[Passage shown Boundary: Start]

I first became aware of Halloween Horror Nights as a fledgling Universal Orlando employee in 1996, when I was assigned to hang lights for a haunted maze and instantly fell in love with the event. Since then I've been present for every milestone from Jack the Clown's birth to Bill & Ted's death, and attended nearly every annual edition — usually on the rain-soaked opening weekend — as a team member, media rep or paying guest. So I probably wouldn't have believed it if you'd told me a quarter-century ago that I'd attend the 30th edition ... and exit long before midnight because I was bored.
Don't get me wrong: The scenic designs of this year's 10 haunted houses (three of which premiered during last year's abbreviated Halloween Horror Lite daytime event) remain second to none, headlined by a faithful recreation of The Haunting of Hill House sure to thrill fans of the Netflix series. As befits the big anniversary year, the original houses delve into HHN's Byzantine lore and highlight past icons; there are plenty of fan-service Easter eggs, but flashlight-wielding attendants hustle crowds through too quickly to absorb them. While the best of this year's crop, the horrifically herbaceous "Wicked Growth," ranks with Universal's all-time greats, others (like the toothless Texas Chainsaw Massacre rehash) simply seem worn out.
The only new element at HHN 30 that truly recaptures the electric energy of the event's earlier years is "Halloween Nightmare Fuel." Created by writer-director Jason Horne with inspiration from magician Magus Utopia, this explosive fusion of illusions, acrobatics and fiery choreography is the Fear Factor Live stadium's first must-see show in years. To cope with the coronavirus, Universal has concealed their actors behind unthemed face masks and smudgy barriers (although patrons are permitted to be unmasked) or positioned them on elevated platforms, further blunting the fright factor in an event whose operations have increasingly emphasized selfies over actual scares. Fortunately, by taking advantage of the Stay & Scream holding area in Central Park, I was able to experience half of the haunted houses before the event had officially been open for an hour, and I saw everything new on offer by 11 p.m. without buying an Express Pass.
In the old days, I would have invested in a Frequent Fear season pass (which has skyrocketed in price) and revisited HHN again and again, but in 2021, Orlando haunt fans simply have too many other options. For that fact, fans have to thank Patrick Braillard, who has certainly earned his title this year as "the hardest working man in Halloween." Not only are the mazes he created last year as a Universal show director before being furloughed prominently featured at this year's Halloween Horror Nights, he's also creative director of the inaugural Howl-O-Scream event that SeaWorld has launched as a direct challenge to HHN's dominance. In addition, he's an adjunct professor in the themed experience degree program at UCF, and the co-creator of a crowd-funded horror-themed card game (ohthehorrorgame.com) that will be released as soon as it arrives on a slow boat from China.

[Passage shown Boundary: End]

Instructions for the task - Continue the Halloween Horror Nights review from the point where it stops.

[Data provided Boundary: Start]

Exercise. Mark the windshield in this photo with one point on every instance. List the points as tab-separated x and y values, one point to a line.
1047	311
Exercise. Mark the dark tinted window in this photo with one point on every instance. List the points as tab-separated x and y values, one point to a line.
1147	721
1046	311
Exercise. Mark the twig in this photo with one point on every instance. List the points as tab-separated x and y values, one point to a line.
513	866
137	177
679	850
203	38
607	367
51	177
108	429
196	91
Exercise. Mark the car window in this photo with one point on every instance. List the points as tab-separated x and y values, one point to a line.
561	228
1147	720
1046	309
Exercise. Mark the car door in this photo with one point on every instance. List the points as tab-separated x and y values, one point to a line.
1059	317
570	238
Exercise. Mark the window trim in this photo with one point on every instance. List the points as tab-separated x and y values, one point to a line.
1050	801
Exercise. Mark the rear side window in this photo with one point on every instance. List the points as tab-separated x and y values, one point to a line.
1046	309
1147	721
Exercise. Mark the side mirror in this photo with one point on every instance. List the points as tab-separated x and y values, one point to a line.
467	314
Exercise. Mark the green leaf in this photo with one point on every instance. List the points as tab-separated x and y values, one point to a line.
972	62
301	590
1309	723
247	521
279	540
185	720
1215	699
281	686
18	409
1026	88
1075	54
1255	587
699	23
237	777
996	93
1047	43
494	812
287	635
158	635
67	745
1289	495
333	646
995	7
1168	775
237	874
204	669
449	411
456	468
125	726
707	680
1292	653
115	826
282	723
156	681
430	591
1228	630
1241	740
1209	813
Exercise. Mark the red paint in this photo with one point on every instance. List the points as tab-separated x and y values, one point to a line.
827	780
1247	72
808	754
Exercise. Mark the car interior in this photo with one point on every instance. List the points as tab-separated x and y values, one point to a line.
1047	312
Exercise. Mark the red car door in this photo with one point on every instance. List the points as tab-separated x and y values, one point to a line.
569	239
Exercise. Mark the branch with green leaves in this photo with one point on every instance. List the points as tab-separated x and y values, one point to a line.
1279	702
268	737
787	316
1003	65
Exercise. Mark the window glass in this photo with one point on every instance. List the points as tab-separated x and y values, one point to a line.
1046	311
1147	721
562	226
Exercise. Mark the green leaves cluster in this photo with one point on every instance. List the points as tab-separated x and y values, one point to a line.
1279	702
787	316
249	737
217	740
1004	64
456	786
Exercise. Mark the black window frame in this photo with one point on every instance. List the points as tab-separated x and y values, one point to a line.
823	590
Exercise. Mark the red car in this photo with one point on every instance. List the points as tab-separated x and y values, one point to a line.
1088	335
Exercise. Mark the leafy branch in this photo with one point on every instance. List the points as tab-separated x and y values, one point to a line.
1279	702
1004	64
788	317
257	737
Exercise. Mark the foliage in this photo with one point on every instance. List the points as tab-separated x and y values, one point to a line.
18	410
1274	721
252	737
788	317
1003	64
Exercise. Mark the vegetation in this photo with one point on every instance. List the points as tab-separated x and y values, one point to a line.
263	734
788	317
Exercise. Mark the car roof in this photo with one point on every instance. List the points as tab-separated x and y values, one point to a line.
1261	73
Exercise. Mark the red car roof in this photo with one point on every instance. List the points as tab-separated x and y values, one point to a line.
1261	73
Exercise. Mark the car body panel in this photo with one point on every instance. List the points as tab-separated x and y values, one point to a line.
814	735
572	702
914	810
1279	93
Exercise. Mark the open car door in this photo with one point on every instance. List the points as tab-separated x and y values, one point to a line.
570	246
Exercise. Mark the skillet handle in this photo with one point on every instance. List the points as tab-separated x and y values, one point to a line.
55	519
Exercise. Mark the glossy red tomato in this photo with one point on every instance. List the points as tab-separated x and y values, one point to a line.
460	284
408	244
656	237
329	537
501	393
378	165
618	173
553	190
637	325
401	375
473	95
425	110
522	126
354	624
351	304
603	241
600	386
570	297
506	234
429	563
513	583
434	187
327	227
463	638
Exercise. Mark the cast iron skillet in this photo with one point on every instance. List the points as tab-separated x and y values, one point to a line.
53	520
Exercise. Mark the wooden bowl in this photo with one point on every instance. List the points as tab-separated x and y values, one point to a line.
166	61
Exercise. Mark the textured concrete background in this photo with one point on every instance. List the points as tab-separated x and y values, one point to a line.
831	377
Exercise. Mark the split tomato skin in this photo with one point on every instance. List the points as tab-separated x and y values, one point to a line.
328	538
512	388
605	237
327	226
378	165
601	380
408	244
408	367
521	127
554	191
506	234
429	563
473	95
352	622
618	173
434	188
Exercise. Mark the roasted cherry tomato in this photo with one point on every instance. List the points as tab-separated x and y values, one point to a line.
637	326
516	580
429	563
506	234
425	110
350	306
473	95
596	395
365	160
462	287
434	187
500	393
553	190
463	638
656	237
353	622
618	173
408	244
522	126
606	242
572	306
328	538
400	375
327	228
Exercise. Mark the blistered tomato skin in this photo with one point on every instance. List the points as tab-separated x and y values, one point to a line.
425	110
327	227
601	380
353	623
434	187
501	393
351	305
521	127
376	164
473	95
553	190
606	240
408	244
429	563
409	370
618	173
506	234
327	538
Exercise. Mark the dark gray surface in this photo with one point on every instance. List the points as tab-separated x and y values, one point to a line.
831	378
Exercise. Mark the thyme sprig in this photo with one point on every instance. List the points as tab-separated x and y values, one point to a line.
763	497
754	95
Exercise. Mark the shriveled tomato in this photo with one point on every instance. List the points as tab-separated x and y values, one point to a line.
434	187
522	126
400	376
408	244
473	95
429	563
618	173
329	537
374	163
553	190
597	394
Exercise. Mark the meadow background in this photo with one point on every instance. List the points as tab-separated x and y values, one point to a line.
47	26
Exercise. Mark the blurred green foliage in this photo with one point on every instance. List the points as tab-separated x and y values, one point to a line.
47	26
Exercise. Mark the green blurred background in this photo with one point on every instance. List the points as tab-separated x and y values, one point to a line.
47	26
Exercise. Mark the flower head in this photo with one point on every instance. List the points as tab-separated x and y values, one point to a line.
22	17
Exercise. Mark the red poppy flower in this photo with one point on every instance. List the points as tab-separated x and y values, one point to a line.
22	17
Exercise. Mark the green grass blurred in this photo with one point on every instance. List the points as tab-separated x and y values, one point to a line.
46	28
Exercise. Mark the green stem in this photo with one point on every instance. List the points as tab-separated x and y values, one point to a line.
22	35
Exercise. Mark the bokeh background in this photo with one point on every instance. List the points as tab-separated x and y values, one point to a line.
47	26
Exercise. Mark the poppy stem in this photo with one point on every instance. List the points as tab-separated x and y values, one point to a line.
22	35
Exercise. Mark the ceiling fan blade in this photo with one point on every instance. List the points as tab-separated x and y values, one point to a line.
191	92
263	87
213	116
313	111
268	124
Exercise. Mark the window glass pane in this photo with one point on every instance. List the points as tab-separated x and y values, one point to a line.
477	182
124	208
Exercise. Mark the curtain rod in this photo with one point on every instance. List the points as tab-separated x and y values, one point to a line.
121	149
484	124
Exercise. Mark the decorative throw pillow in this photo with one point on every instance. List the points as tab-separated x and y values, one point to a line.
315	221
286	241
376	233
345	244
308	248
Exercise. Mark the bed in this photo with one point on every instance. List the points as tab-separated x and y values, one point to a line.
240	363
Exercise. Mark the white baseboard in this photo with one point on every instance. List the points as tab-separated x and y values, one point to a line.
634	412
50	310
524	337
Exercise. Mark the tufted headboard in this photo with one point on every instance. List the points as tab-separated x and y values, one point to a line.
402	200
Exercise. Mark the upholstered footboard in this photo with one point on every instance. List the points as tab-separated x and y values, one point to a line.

[Data provided Boundary: End]

Answer to this exercise -
- photo by Seth Kubersky
- Passengers can pew-pew against legions of zombies, clowns, zombie clowns and big effing monsters
I caught up with Braillard at the media preview for yet another of his Halloween projects, the Scream n' Stream drive-through experience (screamnstream.com), which relocated for its sophomore edition from the Boggy Creek swamp to the far-more-convenient Oviedo Mall parking lot. Braillard has crafted a witty, self-aware sci-fi script for this self-driven interactive dark ride, which lets passengers pew-pew with laser-tag guns against legions of zombies, clowns, zombie-clowns and big effing monsters. (Pro tip: Roll up your windows, but open the sunroof.)
Scream n' Stream's aggressive actors and special effects are shockingly effective, and with moderate per-carload pricing and virtual queues to reduce waiting, this 25-minute-plus experience provides considerable bang for your buck. According to Braillard, the attraction is intended not only to appeal to hard-core haunt hunters, but also to serve as "a great gateway drug for children to get into the horror genre." He added, "My 9-year-old son will hate this event, but my 7-year-old daughter's gonna love it."
If anyone should be over Halloween by now, it's Braillard, who has been bouncing nonstop between his various projects. But despite operating on five hours of sleep as Scream n' Stream's media preview got underway, his enthusiasm proved infectious. "It's been such an interesting year, because it's reinvigorated me, in the idea that I'm back to basics. I think that everybody [in themed entertainment] had that reset," says Braillard, "and I think everybody is going back to those basics of storytelling."
Although 2020's disruption to Orlando's massive monster-making industry was painful, Braillard now sees a silver lining in the shadows. "We're getting back to the jobs that we're supposed to be doing and finding different places and niches to do that, which is absolutely wonderful," he says. "I'm looking forward to what the future holds."